# Challenge:
Repeat the lines of the listing below exactly, starting at the line that contains "In the photo above, where can the orange football cleat" and running through the last line, both included, and only those.

# Task inputs:
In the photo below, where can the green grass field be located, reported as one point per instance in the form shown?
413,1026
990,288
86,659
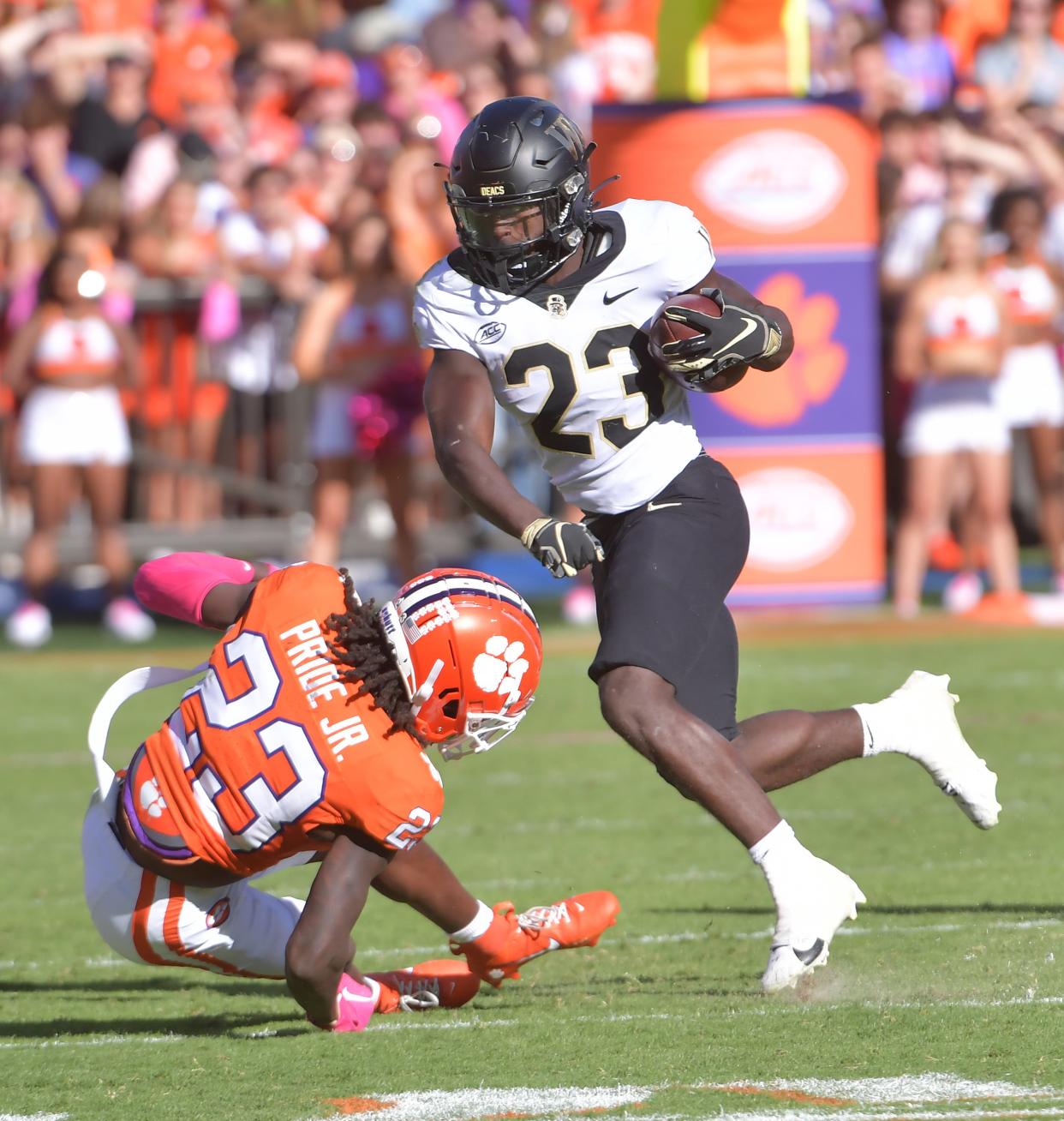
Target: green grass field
950,986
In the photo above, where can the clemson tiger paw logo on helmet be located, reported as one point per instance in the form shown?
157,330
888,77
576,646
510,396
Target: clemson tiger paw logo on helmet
152,800
501,667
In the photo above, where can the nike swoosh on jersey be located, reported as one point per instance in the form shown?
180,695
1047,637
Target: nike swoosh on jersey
750,327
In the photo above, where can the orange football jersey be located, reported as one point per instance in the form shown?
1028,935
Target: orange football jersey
272,745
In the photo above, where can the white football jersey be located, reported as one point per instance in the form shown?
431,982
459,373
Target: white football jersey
571,363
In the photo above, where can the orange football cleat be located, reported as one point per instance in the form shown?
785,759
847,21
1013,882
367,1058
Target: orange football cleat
513,939
1009,608
441,983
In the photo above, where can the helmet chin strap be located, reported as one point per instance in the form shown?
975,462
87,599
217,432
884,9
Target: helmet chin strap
425,690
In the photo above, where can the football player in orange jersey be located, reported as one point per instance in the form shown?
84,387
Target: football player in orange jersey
305,740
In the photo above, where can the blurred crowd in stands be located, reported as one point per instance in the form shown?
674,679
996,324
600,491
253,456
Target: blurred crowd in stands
213,212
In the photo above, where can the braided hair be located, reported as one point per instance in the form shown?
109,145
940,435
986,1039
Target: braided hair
361,644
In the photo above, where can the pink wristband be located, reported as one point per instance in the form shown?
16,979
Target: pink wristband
177,584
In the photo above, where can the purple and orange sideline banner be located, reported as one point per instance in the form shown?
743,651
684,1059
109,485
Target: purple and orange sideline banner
786,191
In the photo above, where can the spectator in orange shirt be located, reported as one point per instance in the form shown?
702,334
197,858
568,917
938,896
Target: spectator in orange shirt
187,50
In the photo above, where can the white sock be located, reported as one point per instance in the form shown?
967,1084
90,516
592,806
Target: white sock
780,855
473,929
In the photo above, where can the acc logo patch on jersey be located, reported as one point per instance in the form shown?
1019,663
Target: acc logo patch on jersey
491,333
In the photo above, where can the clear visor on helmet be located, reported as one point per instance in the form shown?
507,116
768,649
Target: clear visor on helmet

# Result of the exercise:
In the photo above, where can the orange football cleat be located, reported as one point per instance in the form shown?
785,759
847,21
1013,882
367,1058
Target: orange football cleat
513,939
1009,608
441,983
In the photo above, where can the helmet chin strap be located, reported as one point per instance in the form shown?
975,462
87,599
217,432
884,9
Target: helmet chin strap
425,690
In the photo above, where can the football player in orange jersey be located, reported as one point per instance in the form shown?
84,387
Target: football player in orange jersey
305,740
In the photo above, where can the blurred crowd in stands be located, reported as one point per instance in the form shown?
674,679
996,324
600,491
253,456
Target: blurred crowd in stands
213,212
In the photo above, where can the braided hair be located, reported as one point per instance in the form shown?
109,145
940,435
986,1039
Target: braided hair
361,644
In the photo above, where can the pink wristband be located, reported as one point per instance in the form shown?
16,979
Target: pink wristband
177,584
In the photo above, where can the purple and orange sideline banner be located, reported as one point per instance in the form shown?
743,651
684,1059
109,485
Target: purple and orange sideline banner
786,191
In the photo above, where can the spectator in orange shirt be located, reported as one point per instance in the form shown?
702,334
197,858
568,917
938,896
Target: spectator in orange shirt
187,50
In the photo above, where can the white sock be located, reported as one point per instance in the form shown?
967,1084
90,516
592,806
Target: white sock
780,855
473,929
In the photo above, where can the acc logo patch on jersey be located, reported as one point per instance in the form shown?
1019,663
Target: acc logo patch on jersey
491,333
In the photo above, where can the clear visor on helmet be located, reported as one point per instance in the form shown?
507,116
768,649
Target: clear visor on helmet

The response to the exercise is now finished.